= Location annotation dataset excerpts =
========
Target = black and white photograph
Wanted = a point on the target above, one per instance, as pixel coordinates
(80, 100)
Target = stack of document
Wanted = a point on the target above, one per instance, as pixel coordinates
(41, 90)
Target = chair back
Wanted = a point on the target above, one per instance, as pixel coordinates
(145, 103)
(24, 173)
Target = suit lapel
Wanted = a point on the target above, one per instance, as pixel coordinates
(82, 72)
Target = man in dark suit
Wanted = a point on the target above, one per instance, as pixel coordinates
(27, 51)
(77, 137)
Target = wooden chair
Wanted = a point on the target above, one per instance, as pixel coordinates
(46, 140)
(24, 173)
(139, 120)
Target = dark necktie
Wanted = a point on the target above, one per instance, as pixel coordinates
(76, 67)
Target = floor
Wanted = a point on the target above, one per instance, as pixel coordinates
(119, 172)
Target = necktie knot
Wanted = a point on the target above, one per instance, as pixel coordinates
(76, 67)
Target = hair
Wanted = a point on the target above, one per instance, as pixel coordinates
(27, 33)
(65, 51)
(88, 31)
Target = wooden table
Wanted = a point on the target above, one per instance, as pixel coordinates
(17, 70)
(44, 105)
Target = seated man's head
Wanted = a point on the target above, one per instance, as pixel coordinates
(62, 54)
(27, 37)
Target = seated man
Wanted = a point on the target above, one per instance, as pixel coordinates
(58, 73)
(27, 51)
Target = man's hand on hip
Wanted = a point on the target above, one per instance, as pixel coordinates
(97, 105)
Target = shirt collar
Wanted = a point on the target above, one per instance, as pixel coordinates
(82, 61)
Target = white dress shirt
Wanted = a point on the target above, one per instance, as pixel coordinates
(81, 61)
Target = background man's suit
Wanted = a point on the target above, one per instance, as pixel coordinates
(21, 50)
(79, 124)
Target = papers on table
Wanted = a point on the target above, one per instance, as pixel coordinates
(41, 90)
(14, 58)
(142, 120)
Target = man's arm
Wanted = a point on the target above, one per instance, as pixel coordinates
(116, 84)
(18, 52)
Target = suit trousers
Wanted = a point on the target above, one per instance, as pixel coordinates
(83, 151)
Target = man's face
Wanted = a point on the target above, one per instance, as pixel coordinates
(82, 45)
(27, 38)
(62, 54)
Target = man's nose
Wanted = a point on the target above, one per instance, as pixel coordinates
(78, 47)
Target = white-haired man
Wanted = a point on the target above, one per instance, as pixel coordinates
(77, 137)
========
= EXERCISE GOAL =
Lay out the material from the line containing "Target = papers on table" through the end of the material as a Markdown table with the columns Row and Material line, one line per row and blank lines omitted.

= OUTPUT =
| Row | Material line |
|---|---|
| 1 | Target = papers on table |
| 2 | Wanted = a point on the target above, one per instance, as pixel coordinates |
| 3 | (41, 90) |
| 4 | (14, 58) |
| 5 | (142, 120) |
| 6 | Target = man's arm |
| 7 | Wanted = a point on the target above, one per instance, as pixel coordinates |
| 8 | (116, 84) |
| 9 | (18, 52) |
| 10 | Target = suit trousers |
| 11 | Wanted = a point on the target above, one per instance, as pixel coordinates |
| 12 | (83, 151) |
| 13 | Target = man's face |
| 14 | Wanted = a point on the target above, one per instance, as pixel coordinates |
| 15 | (82, 45) |
| 16 | (27, 38) |
| 17 | (62, 54) |
| 18 | Target = man's nose |
| 19 | Wanted = a point on the target above, one per instance, as pixel coordinates |
| 20 | (78, 47) |
| 21 | Target = white-haired man |
| 22 | Wanted = a point on the target above, one per instance, as pixel coordinates |
| 23 | (77, 137) |